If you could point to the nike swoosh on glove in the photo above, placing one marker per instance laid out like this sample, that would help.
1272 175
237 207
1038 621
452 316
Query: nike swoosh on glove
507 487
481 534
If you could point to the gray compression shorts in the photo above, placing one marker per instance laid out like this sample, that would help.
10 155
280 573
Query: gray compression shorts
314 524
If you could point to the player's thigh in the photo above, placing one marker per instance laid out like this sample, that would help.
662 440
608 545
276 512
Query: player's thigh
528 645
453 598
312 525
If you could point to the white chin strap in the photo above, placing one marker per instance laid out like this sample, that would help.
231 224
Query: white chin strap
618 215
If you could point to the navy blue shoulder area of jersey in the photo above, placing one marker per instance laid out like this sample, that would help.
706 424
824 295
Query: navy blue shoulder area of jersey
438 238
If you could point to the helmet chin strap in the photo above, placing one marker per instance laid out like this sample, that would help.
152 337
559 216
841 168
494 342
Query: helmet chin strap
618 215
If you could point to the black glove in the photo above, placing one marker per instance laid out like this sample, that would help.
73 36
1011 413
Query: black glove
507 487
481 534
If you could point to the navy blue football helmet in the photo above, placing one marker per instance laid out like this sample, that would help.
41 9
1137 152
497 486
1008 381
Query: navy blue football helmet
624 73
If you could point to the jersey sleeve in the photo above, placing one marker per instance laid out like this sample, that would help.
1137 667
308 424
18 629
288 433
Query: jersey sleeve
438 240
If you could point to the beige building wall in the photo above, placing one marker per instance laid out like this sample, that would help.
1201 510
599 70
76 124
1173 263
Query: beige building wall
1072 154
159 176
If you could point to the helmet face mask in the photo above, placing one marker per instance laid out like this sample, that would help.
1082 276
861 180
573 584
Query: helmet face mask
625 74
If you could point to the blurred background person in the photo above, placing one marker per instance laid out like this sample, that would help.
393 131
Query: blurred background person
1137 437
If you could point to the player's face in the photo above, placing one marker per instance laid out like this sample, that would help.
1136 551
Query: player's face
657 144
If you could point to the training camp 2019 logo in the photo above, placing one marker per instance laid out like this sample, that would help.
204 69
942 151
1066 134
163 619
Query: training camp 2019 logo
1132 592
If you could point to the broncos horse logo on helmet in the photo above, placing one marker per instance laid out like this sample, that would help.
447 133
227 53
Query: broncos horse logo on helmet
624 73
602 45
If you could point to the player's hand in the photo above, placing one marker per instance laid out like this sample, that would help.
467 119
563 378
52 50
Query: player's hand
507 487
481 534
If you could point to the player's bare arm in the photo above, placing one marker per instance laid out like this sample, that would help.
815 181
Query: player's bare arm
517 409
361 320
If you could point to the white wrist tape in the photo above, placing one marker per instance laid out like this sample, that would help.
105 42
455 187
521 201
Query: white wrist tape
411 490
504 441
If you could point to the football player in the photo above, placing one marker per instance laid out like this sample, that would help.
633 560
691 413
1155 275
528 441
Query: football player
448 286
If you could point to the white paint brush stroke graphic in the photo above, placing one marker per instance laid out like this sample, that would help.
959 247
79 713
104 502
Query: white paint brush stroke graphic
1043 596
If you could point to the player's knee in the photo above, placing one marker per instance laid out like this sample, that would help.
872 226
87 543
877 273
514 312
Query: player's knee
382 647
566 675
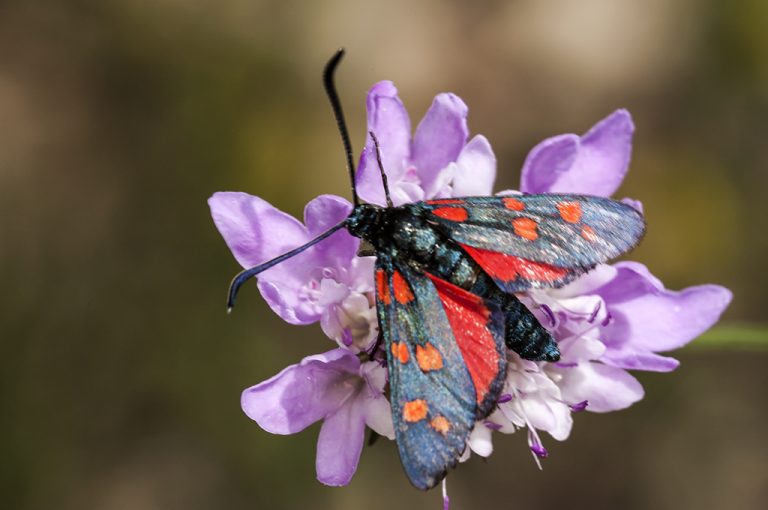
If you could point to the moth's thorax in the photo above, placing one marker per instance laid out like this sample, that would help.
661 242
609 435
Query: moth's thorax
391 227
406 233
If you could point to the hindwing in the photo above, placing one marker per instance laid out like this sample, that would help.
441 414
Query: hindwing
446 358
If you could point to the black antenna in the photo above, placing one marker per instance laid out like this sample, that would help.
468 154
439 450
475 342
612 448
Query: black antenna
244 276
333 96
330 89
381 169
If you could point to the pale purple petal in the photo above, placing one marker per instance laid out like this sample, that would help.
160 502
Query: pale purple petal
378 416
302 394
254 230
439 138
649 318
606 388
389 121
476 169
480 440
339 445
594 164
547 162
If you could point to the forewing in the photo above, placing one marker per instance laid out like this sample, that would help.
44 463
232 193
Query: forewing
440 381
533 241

######

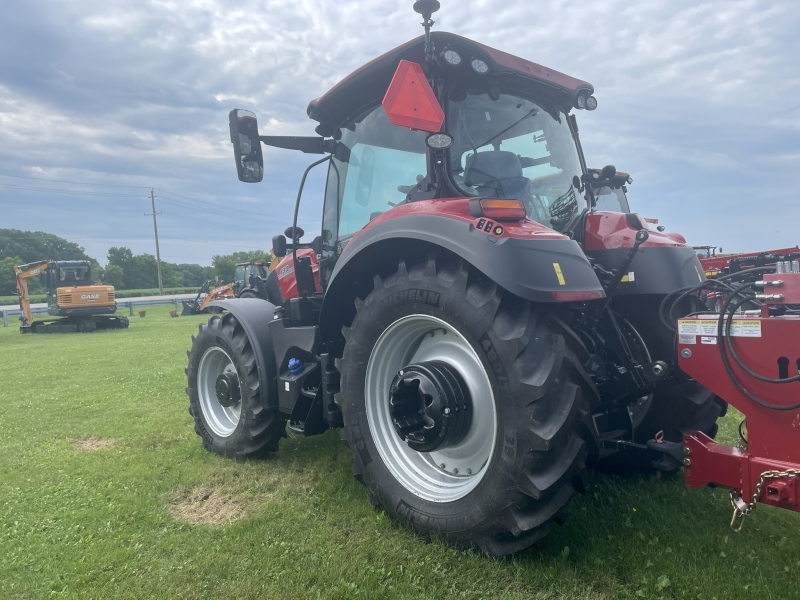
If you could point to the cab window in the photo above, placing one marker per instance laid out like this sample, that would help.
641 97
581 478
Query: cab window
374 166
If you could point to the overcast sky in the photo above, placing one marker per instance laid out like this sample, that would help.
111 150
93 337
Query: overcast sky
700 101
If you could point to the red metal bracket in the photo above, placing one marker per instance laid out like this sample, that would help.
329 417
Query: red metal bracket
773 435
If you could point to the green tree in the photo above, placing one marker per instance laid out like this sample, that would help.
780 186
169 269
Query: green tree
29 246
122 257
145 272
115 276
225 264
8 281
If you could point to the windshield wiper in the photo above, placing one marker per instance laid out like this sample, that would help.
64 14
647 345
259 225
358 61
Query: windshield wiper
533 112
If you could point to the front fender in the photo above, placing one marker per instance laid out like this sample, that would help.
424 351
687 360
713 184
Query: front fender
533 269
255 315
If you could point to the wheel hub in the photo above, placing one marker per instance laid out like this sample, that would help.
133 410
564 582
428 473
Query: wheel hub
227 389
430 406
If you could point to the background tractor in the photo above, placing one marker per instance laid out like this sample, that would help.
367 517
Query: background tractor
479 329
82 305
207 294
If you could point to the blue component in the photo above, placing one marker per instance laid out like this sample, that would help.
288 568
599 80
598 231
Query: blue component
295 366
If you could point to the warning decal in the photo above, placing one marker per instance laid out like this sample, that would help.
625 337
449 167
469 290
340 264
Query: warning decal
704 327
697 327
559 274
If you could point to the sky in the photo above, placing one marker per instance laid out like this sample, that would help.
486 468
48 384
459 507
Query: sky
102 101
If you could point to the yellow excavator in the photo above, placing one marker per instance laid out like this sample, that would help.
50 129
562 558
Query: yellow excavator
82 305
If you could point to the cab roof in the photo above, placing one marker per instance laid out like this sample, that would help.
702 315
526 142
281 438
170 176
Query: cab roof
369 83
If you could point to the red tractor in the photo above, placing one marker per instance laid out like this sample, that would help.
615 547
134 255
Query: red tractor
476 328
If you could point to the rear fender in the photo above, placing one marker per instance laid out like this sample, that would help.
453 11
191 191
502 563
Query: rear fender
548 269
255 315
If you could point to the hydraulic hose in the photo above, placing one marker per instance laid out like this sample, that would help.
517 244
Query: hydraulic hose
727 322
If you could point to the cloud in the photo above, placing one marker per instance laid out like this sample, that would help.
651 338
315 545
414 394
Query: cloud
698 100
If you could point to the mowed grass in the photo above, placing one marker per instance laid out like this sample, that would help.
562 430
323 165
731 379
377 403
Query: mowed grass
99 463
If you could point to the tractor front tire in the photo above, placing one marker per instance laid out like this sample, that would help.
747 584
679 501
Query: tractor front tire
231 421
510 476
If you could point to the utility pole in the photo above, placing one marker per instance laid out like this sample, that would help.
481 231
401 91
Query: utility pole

######

_Task:_ Retype the records above, but only those lines that fall between the line containing "If you could point to the player's hand" and the line containing "If you could point to the white paint", with both of those lines included, exactly as written.

_Problem solution:_
If you could point to the player's hand in the photo above, placing one marker per instance laid out like this sample, that would help.
467 119
563 378
52 50
Query: player's hand
507 487
481 534
If you could point to the player's bare arm in the photo above, placing one marker per instance laid out like this sample, that would help.
815 181
Query: player's bare arm
517 409
361 320
If you could point to the white wrist tape in the photo above, placing one marker per instance laid out like this sample, that would help.
105 42
455 187
521 201
Query: white wrist tape
411 490
504 441
If you could point to the football player in the photo above, placing one marker per instance laid out like this sample, that would help.
633 560
691 413
1155 275
528 441
Query: football player
448 286
If you could point to the white paint brush stroke graphic in the photo above, placing one marker per instance laid out like this sample, that would help.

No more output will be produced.